### SELECTED TEXT
• • •
# Water based polyurethane over gel stain.



## Carloz (Oct 12, 2016)

I just covered a large pine + maple project with General Finishes black gel stain. Flat surfaces two coats, rest is one coat. I am planning to spray General Finishes water based polyurethane on it. Why polyurethane ? since most of the wood is pine I am afraid that it will ding easily and lacquer would crack. Polyurethan should ding together with the wood without cracking. Am I correct ?

Also will water based polyurethane raise grain when applied over oil based gel stain ?
Even if not will applying a coat or two of shellac under polyurethane bring any benefits ?
My main goal is to protect the soft wood from easy scratching/dinging. Look is secondary.


----------



## Johnny_Yuma (Nov 29, 2009)

Should work fine, but ALWAYS test it out first!
Waterborne products tend to have flexibility and move with dings much better than lacquer.
Yes, grain will raise some. 
I wouldn't bother with shellac unless your test piece doesn't come out as desired.
Waterborne has good protection, but it's far from indestructible. I replace restaurant tables every 5 years or so.

I have used every GF waterborne topcoat through the years and would steer you away. I have found better protection with other products. I am a big fan EmTech products from Target Coatings. 8000CV is my go to finish for tables. Milesi seems to be a quality product too.


----------



## nkawtg (Dec 22, 2014)

One rule of thumb I heard is if you start with oil finish with oil.


----------



## pintodeluxe (Sep 12, 2010)

Lacquer won't crack with furniture dings and dents.

Try some sample boards to see how the products interact. Sand the sample board, and finish it just as you intend to with the project. Do one with poly and one with lacquer. I sure prefer lacquer over poly.


----------



## Carloz (Oct 12, 2016)

> One rule of thumb I heard is if you start with oil finish with oil.
> - nkawtg


General Finishes people say that you can start with oil and finish with water provided you give enough time for drying.


----------



## Carloz (Oct 12, 2016)

> I have used every GF waterborne topcoat through the years and would steer you away. I have found better protection with other products. I am a big fan EmTech products from Target Coatings. 8000CV is my go to finish for tables. Milesi seems to be a quality product too.
> - Drew


How is it better ? Do you mean it resists impacts better or just lasts longer ?


----------
• • •
### INFORMATION SUPPLIED
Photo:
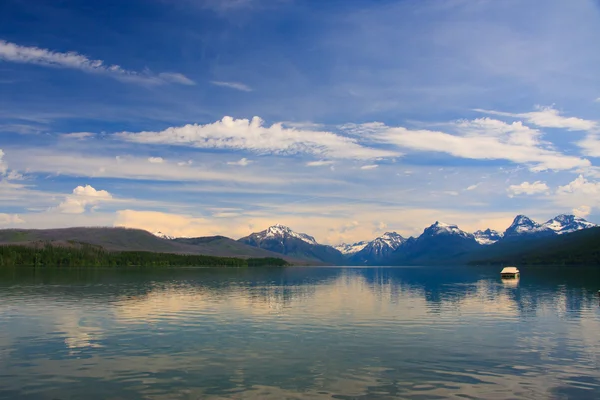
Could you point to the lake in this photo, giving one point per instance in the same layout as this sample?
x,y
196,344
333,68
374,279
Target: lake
• • •
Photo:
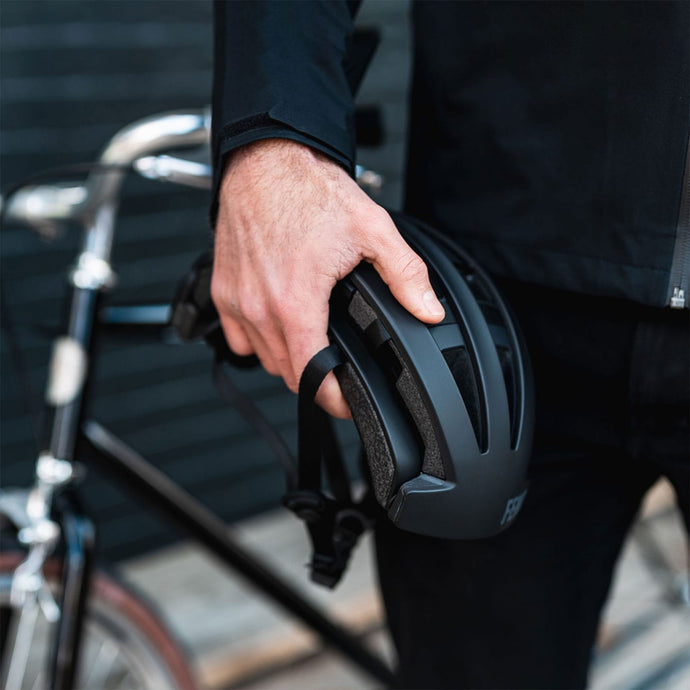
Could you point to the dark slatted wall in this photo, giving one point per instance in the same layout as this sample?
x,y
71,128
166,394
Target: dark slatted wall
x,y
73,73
• • •
### SHORT EXERCISE 1
Extract from the gel stain thread the passage starting with "Even if not" and going on through "(Nov 29, 2009)".
### SHORT EXERCISE 2
For each statement, answer yes or no on whether it agrees with the gel stain thread, and quote the words that decide it: (a) Carloz put two coats of gel stain on the flat surfaces. (b) Johnny_Yuma advises putting shellac under the polyurethane. (c) pintodeluxe prefers poly to lacquer.
Work only from the forum thread on polyurethane over gel stain, not from the rows.

### TASK OUTPUT 1
Even if not will applying a coat or two of shellac under polyurethane bring any benefits ?
My main goal is to protect the soft wood from easy scratching/dinging. Look is secondary.


----------



## Johnny_Yuma (Nov 29, 2009)

### TASK OUTPUT 2
(a) Yes: "Flat surfaces two coats, rest is one coat."
(b) No: "I wouldn't bother with shellac unless your test piece doesn't come out as desired."
(c) No: "I sure prefer lacquer over poly."